→ SUPPLIED TEXT
Mike Connor [:mconnor]

Comment 12

•

15 years ago

(In reply to comment #10) > One thing I noticed (maybe a question for telliott) is that cluster node > assignment didn't happen at account creation, instead happening at the first > attempt to get a node location. To add to Toby's reply here, this is something we really need/want from the client/user experience side (and we explicitly asked for this around nine months ago). This separation means that, even if available storage nodes are melting/over capacity, we're still okay, and the client will understand what to do then. If we assign a node, we'll just hammer the storage nodes until they force backoff, and that's not a great user experience.

Les Orchard [:lorchard]

Assignee

Comment 13

•

15 years ago

(In reply to comment #12) > (In reply to comment #10) > > One thing I noticed (maybe a question for telliott) is that cluster node > > assignment didn't happen at account creation, instead happening at the first > > attempt to get a node location. > > To add to Toby's reply here, this is something we really need/want from the > client/user experience side (and we explicitly asked for this around nine > months ago). This separation means that, even if available storage nodes are > melting/over capacity, we're still okay, and the client will understand what to > do then. If we assign a node, we'll just hammer the storage nodes until they > force backoff, and that's not a great user experience. Modifying an attribute for a user (ie. node location) requires some credentials - either the user's own or the root DN. But, the request to fetch the node location is unauthenticated, so I'm left with the root DN. So, what I can probably do is hit Gearman with a synchronous job to assign a node location. I'll poke at that.

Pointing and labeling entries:

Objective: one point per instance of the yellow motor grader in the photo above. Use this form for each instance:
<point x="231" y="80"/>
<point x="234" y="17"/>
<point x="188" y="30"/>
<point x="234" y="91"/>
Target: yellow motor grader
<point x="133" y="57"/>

→ WRITTEN INSTRUCTION
Please write out the part of the comment thread starting with "Mike Connor [:mconnor]" and going on through "they force backoff, and that's not a great user experience.", word for word.

→ EXERCISE RESPONSE
Mike Connor [:mconnor]

Comment 12

•

15 years ago

(In reply to comment #10) > One thing I noticed (maybe a question for telliott) is that cluster node > assignment didn't happen at account creation, instead happening at the first > attempt to get a node location. To add to Toby's reply here, this is something we really need/want from the client/user experience side (and we explicitly asked for this around nine months ago). This separation means that, even if available storage nodes are melting/over capacity, we're still okay, and the client will understand what to do then. If we assign a node, we'll just hammer the storage nodes until they force backoff, and that's not a great user experience.